↓↓↓
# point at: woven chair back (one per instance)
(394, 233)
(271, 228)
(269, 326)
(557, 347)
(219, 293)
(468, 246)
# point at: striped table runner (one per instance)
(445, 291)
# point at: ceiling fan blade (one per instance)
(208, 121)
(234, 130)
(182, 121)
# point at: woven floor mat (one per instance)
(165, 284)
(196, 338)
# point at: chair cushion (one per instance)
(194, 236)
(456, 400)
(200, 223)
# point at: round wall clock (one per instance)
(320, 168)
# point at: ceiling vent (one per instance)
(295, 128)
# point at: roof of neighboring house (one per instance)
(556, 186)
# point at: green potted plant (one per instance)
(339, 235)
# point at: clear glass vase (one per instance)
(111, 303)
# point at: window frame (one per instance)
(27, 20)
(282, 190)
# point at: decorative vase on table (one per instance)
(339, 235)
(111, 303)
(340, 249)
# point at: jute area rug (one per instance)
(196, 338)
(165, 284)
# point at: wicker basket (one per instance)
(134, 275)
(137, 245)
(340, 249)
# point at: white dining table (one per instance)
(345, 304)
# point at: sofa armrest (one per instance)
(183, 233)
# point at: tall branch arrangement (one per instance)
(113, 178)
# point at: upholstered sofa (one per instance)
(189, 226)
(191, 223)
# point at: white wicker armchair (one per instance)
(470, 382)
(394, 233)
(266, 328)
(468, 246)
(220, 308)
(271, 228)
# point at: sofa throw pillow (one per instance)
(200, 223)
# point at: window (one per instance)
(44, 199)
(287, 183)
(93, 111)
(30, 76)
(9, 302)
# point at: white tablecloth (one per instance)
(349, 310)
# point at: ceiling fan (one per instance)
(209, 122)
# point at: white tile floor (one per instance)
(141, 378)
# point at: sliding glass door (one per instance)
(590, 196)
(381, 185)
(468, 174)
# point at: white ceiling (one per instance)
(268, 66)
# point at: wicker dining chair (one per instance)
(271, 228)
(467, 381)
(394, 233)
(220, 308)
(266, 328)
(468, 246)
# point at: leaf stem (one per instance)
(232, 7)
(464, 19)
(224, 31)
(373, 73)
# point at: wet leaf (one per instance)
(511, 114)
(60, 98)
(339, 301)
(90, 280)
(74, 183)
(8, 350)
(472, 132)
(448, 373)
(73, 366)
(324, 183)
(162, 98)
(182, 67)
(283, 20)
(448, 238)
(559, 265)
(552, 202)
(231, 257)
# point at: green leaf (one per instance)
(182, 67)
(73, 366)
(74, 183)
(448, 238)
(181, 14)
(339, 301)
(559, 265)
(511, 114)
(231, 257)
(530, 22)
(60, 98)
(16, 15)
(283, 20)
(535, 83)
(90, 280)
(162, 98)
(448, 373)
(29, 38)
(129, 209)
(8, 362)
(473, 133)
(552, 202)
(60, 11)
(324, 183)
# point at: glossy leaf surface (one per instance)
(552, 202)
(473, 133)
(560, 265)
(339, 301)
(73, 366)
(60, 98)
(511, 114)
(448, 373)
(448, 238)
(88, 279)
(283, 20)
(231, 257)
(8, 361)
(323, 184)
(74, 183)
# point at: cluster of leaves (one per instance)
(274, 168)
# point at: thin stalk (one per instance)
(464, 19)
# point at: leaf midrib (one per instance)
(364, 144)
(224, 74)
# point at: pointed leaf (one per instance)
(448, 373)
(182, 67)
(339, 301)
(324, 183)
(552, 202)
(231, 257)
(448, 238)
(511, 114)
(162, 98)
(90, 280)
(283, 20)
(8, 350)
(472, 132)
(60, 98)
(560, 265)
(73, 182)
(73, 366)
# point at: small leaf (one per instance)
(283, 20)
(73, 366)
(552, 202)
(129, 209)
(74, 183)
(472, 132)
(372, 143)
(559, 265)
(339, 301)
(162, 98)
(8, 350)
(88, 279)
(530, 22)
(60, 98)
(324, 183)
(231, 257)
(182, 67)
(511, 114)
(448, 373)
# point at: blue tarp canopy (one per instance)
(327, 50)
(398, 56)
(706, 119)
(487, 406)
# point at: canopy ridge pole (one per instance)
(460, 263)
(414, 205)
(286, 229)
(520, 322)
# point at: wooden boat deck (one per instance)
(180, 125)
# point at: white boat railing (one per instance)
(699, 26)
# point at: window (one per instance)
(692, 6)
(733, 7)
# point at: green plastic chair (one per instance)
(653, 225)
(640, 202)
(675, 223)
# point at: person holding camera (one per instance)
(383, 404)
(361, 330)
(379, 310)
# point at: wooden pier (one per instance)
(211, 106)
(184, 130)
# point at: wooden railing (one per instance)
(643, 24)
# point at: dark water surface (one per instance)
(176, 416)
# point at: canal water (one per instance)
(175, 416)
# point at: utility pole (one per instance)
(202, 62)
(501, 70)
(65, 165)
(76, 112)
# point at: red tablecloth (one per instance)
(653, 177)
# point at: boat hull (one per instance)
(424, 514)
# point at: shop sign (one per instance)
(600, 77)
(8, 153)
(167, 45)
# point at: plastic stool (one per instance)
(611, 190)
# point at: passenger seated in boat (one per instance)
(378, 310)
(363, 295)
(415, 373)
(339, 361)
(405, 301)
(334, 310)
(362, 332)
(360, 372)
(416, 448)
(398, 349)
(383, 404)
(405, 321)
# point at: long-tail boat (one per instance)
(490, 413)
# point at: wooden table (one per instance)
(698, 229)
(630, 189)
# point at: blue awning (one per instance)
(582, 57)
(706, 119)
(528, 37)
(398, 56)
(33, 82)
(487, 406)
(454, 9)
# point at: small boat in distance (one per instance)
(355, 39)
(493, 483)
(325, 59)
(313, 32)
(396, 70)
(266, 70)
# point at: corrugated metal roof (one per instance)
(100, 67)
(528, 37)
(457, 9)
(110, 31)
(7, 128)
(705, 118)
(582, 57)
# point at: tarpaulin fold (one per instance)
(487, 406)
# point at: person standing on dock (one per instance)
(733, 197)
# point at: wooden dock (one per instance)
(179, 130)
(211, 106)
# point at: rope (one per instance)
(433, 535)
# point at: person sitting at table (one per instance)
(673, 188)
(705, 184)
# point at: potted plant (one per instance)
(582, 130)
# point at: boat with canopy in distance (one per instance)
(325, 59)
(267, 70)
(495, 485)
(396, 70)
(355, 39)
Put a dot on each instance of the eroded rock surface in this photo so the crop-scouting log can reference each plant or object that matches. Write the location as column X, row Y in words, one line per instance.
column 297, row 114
↑↑↑
- _Exercise brief_:
Would you return the full set of entries, unchanged in every detail?

- _Answer space_:
# point at: woven chair back (one per instance)
(394, 233)
(271, 228)
(269, 326)
(557, 347)
(219, 293)
(468, 246)
# point at: striped table runner (one per instance)
(445, 291)
# point at: ceiling fan blade (one per instance)
(208, 121)
(234, 130)
(182, 121)
# point at: woven floor mat (one per instance)
(165, 284)
(196, 338)
# point at: chair cushion (one per instance)
(194, 236)
(456, 400)
(200, 223)
# point at: round wall clock (one per instance)
(320, 168)
# point at: ceiling vent (one per instance)
(295, 128)
# point at: roof of neighboring house (one per instance)
(556, 186)
# point at: green potted plant (one per instance)
(339, 235)
# point at: clear glass vase (one per instance)
(111, 303)
# point at: window frame (one per instance)
(27, 20)
(282, 190)
# point at: decorative vase on table (one per instance)
(339, 235)
(111, 303)
(340, 249)
# point at: jute area rug (one per instance)
(196, 338)
(165, 284)
# point at: wicker basket (one per instance)
(134, 275)
(137, 245)
(340, 249)
# point at: white dining table (one per instance)
(345, 304)
# point at: sofa armrest (one per instance)
(183, 233)
# point at: tall branch arrangement (one per instance)
(113, 178)
# point at: upholstered sofa (one per instance)
(189, 226)
(191, 223)
# point at: white wicker armchair (one per instance)
(470, 382)
(394, 233)
(266, 328)
(468, 246)
(220, 308)
(271, 228)
# point at: sofa throw pillow (one per instance)
(200, 223)
# point at: window (one per instance)
(44, 199)
(287, 183)
(93, 111)
(30, 76)
(9, 302)
# point at: white tablecloth (one per instance)
(349, 310)
# point at: ceiling fan (one per instance)
(209, 122)
# point at: white tile floor (one per instance)
(141, 378)
# point at: sliding glass door (one per instance)
(590, 196)
(381, 185)
(468, 174)
# point at: white ceiling (one per instance)
(268, 66)
# point at: wicker dining chair (one per instance)
(271, 228)
(467, 381)
(394, 233)
(220, 308)
(266, 328)
(468, 246)
# point at: leaf stem (one per instance)
(232, 7)
(464, 19)
(224, 31)
(373, 73)
# point at: wet leaf (one per instance)
(511, 114)
(60, 98)
(339, 301)
(90, 280)
(74, 183)
(8, 350)
(472, 132)
(448, 373)
(73, 366)
(324, 183)
(162, 98)
(182, 67)
(283, 20)
(448, 238)
(559, 265)
(552, 202)
(231, 257)
# point at: green leaf (one per instance)
(182, 67)
(73, 366)
(74, 183)
(448, 238)
(181, 14)
(339, 301)
(559, 265)
(511, 114)
(231, 257)
(530, 22)
(60, 98)
(16, 15)
(283, 20)
(535, 83)
(90, 280)
(162, 98)
(448, 373)
(29, 38)
(129, 209)
(8, 362)
(473, 133)
(552, 202)
(60, 11)
(324, 183)
# point at: glossy leaf surface (one per instance)
(552, 202)
(473, 133)
(560, 265)
(339, 301)
(73, 366)
(60, 98)
(511, 114)
(448, 373)
(448, 238)
(88, 279)
(283, 20)
(231, 257)
(8, 361)
(323, 184)
(74, 183)
# point at: cluster of leaves (one per instance)
(274, 168)
# point at: thin stalk (one per instance)
(464, 19)
# point at: leaf midrib (one per instance)
(364, 144)
(224, 74)
# point at: pointed leaf (one per instance)
(448, 373)
(182, 67)
(339, 301)
(324, 183)
(552, 202)
(231, 257)
(448, 238)
(511, 114)
(162, 98)
(90, 280)
(283, 20)
(8, 350)
(472, 132)
(60, 98)
(560, 265)
(73, 182)
(73, 366)
# point at: small leaf (one per instance)
(283, 20)
(73, 366)
(552, 202)
(129, 209)
(74, 183)
(472, 132)
(372, 143)
(559, 265)
(339, 301)
(162, 98)
(8, 350)
(88, 279)
(530, 22)
(60, 98)
(324, 183)
(231, 257)
(182, 67)
(511, 114)
(448, 373)
# point at: blue tarp canopy (one per instance)
(327, 50)
(398, 56)
(706, 119)
(487, 406)
# point at: canopy ridge pole (one per instance)
(460, 263)
(414, 205)
(286, 229)
(520, 322)
# point at: wooden boat deck (one per instance)
(180, 125)
# point at: white boat railing (one per instance)
(699, 26)
# point at: window (one per instance)
(692, 6)
(733, 7)
# point at: green plastic chair (one per instance)
(653, 225)
(640, 202)
(675, 223)
# point at: person holding camera (one per instance)
(383, 404)
(361, 330)
(379, 310)
# point at: wooden pier (one per instance)
(211, 106)
(184, 130)
# point at: wooden railing (one per instance)
(643, 24)
# point at: dark water surface (one per instance)
(176, 416)
# point at: canal water (one per instance)
(175, 416)
# point at: utility pole (one per instance)
(202, 62)
(501, 70)
(65, 165)
(76, 112)
# point at: red tablecloth (one per instance)
(653, 177)
# point at: boat hull (one per instance)
(424, 514)
# point at: shop sign (one per instance)
(600, 77)
(8, 153)
(167, 45)
# point at: plastic stool (one per instance)
(611, 190)
# point at: passenger seated in boat (one per instance)
(378, 310)
(363, 295)
(415, 373)
(339, 361)
(405, 301)
(334, 310)
(362, 332)
(360, 372)
(416, 448)
(398, 349)
(383, 404)
(405, 321)
# point at: long-tail boat (one per instance)
(490, 413)
# point at: wooden table (one per instance)
(698, 229)
(630, 189)
# point at: blue awning (one per instance)
(582, 57)
(706, 119)
(528, 37)
(398, 56)
(33, 82)
(487, 406)
(454, 9)
# point at: small boat in distance (one per instance)
(355, 39)
(493, 483)
(325, 59)
(313, 32)
(396, 70)
(266, 70)
# point at: corrugated metal roof (one per instance)
(100, 67)
(528, 37)
(457, 9)
(110, 31)
(7, 128)
(705, 118)
(582, 57)
# point at: tarpaulin fold (one per instance)
(487, 406)
# point at: person standing on dock (one per instance)
(733, 197)
# point at: wooden dock (one per instance)
(179, 130)
(211, 106)
# point at: rope (one per instance)
(433, 535)
# point at: person sitting at table (one per instance)
(673, 188)
(705, 184)
# point at: potted plant (one per instance)
(582, 130)
# point at: boat with canopy in distance (one per instance)
(325, 59)
(267, 70)
(495, 485)
(396, 70)
(355, 39)
Put a dot on each instance of the eroded rock surface in this photo so the crop-scouting log can reference each plant or object that matches. Write the location as column X, row Y in words, one line per instance.
column 297, row 114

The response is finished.